= Exercises =
1. Please copy, word for word, the passage from the excerpt on hernias in women that runs from "Not only is" up to and including "a few things.".
2. In the excerpt on hernias in women, which other problems can the symptoms of a hernia in women suggest?
3. Translate this sentence from the excerpt on hernias in women into Spanish: "When a woman lies flat on the examining table, the signs and symptoms of a hernia disappear."

= Excerpt provided =

[Start of Attachment]

You learn something new every day:
In Women, Hernias May Be Hidden Agony – NYTimes.com.
Unlike hernias in men, which are far more common, those that afflict women are usually small and internal and rarely cause an obvious bulge. Symptoms can be suggestive of other problems — ovarian cysts, fibroids, endometriosis or adhesions from a previous operation — but surgically correcting these conditions does not relieve the devastating pain.
“On average, women go through four prior surgeries, and some a lot more than that, before the real cause of their pain is identified,” said Dr. Deborah A. Metzger, a gynecologist in Los Altos, Calif., who specializes in chronic pelvic pain.
When a woman lies flat on the examining table, the signs and symptoms of a hernia disappear. And the usual exam, an ultrasound, rarely reveals the real problem. Lacking an accurate diagnosis, doctors often send patients to be drugged up by pain specialists and psychiatrists.
Not only is this something to keep in mind, the next time I have a client complaining of intermittent, undiagnosed abdominal pain, it helps to explain a few things.

[End of Attachment]

= Records shown =
[Start of Attachment]

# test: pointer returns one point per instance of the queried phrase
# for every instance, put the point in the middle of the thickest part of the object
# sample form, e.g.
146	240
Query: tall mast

[End of Attachment]

= Completed exercise =
1.
Not only is this something to keep in mind, the next time I have a client complaining of intermittent, undiagnosed abdominal pain, it helps to explain a few things.

2.
- Ovarian cysts
- Fibroids
- Endometriosis
- Adhesions from a previous operation

3. Cuando una mujer se acuesta en posición horizontal sobre la camilla de exploración, los signos y síntomas de una hernia desaparecen.